Retype exactly the lines from the one with "Target: conifer tree" down to the final line of the material below, both included, and nothing more.

---

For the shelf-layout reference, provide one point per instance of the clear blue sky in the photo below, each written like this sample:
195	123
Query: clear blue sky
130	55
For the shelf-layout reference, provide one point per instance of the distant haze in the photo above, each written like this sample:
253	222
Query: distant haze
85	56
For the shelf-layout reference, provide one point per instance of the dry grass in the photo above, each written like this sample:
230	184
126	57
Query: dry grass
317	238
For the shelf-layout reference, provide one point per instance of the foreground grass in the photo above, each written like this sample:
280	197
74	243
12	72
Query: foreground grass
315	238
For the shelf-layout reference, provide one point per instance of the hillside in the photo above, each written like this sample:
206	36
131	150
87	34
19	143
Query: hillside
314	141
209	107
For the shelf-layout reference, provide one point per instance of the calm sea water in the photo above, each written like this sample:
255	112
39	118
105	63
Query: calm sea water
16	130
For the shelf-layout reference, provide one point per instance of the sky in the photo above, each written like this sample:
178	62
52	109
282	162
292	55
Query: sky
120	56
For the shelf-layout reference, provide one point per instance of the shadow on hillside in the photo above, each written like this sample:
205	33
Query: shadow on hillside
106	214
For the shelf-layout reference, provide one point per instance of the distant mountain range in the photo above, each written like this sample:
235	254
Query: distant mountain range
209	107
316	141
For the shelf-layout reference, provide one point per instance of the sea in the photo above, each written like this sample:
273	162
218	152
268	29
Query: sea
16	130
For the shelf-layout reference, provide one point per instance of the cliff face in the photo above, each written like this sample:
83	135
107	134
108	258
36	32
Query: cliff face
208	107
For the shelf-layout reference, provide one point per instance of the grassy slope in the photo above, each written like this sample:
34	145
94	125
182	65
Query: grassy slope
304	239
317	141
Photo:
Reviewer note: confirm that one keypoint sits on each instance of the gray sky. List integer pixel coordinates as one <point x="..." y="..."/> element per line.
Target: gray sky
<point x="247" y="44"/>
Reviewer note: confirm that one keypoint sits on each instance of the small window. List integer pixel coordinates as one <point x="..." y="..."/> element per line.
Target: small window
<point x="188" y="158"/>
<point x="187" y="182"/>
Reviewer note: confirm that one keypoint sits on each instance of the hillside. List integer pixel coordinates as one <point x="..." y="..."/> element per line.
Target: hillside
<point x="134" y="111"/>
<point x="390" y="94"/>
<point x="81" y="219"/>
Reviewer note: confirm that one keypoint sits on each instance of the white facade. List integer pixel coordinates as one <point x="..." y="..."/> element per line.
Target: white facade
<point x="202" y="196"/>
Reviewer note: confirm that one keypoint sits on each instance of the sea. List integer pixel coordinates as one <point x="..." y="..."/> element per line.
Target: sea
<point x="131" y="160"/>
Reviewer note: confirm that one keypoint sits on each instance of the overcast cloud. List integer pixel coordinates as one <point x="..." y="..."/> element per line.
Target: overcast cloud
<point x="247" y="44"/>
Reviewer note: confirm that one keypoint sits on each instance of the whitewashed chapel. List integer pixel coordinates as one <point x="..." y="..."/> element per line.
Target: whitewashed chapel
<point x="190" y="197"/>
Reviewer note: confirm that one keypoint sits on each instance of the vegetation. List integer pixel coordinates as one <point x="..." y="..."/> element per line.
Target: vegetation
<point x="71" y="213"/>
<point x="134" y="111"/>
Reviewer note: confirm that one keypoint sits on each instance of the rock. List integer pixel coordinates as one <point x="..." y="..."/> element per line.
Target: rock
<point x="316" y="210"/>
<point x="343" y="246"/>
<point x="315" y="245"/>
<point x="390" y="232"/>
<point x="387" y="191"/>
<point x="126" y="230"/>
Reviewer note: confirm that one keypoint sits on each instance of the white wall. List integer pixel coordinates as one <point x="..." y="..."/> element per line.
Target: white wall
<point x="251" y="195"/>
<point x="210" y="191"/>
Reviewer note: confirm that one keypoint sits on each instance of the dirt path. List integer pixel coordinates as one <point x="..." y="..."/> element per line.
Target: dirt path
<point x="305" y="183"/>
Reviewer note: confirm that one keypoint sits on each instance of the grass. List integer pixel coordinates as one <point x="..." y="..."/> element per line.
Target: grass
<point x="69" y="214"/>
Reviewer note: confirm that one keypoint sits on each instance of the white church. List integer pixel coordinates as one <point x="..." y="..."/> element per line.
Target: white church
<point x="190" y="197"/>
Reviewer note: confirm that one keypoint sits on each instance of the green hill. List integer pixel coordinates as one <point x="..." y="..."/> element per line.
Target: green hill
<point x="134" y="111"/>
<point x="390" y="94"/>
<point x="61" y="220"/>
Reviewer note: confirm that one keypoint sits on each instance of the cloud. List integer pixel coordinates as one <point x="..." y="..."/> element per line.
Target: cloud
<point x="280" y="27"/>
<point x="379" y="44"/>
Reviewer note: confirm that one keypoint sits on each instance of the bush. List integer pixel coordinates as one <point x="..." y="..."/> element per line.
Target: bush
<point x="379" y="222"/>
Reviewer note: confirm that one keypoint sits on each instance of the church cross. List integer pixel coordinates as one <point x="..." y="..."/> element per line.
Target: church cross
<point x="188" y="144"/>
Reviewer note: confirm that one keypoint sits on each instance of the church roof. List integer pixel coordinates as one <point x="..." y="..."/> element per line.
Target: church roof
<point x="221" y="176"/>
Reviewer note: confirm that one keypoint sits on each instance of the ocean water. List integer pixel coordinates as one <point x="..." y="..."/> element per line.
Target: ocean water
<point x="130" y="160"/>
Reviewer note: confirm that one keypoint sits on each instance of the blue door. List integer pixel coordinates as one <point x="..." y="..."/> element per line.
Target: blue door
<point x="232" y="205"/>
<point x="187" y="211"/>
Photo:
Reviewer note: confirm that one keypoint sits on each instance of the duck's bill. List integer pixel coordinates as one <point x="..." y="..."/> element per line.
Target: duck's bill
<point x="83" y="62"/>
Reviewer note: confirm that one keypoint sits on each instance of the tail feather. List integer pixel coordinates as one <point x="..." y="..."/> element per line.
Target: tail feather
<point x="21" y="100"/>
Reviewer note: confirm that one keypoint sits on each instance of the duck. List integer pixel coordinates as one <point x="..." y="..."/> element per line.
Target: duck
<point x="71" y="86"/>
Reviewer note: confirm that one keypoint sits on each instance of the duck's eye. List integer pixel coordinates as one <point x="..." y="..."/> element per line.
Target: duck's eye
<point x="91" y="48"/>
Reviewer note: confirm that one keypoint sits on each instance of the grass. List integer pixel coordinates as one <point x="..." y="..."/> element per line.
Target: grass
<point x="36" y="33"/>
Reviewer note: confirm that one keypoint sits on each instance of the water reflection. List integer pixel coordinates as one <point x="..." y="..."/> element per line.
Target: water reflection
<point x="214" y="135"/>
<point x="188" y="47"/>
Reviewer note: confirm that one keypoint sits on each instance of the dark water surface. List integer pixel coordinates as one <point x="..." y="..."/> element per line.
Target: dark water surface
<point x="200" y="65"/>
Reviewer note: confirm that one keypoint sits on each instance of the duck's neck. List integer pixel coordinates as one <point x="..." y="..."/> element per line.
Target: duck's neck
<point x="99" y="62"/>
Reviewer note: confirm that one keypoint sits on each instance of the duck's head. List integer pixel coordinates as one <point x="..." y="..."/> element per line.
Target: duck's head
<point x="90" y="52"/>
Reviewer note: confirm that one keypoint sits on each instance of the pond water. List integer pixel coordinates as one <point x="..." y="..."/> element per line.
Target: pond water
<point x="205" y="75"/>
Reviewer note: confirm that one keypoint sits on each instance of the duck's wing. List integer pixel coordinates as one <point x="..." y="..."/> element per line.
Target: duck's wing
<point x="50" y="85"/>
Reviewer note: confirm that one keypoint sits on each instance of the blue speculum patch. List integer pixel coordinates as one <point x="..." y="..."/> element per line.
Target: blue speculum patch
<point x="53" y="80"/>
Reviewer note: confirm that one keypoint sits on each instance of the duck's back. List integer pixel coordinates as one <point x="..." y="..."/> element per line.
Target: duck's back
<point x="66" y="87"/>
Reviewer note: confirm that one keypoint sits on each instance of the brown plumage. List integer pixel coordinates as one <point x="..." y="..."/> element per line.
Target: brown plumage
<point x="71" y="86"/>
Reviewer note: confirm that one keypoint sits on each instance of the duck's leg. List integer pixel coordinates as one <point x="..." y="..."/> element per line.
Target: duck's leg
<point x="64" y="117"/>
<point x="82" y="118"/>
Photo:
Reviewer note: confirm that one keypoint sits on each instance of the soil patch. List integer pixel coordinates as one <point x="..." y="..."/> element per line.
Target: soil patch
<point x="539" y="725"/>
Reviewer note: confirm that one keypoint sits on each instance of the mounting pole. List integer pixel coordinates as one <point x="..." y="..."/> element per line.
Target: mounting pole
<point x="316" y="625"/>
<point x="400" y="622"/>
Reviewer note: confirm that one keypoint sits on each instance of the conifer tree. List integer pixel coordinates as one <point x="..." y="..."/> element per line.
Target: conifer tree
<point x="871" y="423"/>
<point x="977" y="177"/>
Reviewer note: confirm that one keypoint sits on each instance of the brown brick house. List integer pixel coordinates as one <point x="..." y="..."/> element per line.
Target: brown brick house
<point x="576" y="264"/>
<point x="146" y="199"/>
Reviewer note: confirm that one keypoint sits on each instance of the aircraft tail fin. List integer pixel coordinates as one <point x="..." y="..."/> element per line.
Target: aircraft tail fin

---

*Solution for this problem:*
Target: conifer tree
<point x="871" y="423"/>
<point x="977" y="177"/>
Reviewer note: confirm that one keypoint sits on each instance of the brown brick house. List integer pixel coordinates as one <point x="..." y="..."/> element per line.
Target: brown brick house
<point x="576" y="264"/>
<point x="146" y="199"/>
Reviewer note: confirm that one keypoint sits on each instance of the aircraft tail fin. List integer pixel coordinates as one <point x="..." y="..."/> element per line.
Target: aircraft tail fin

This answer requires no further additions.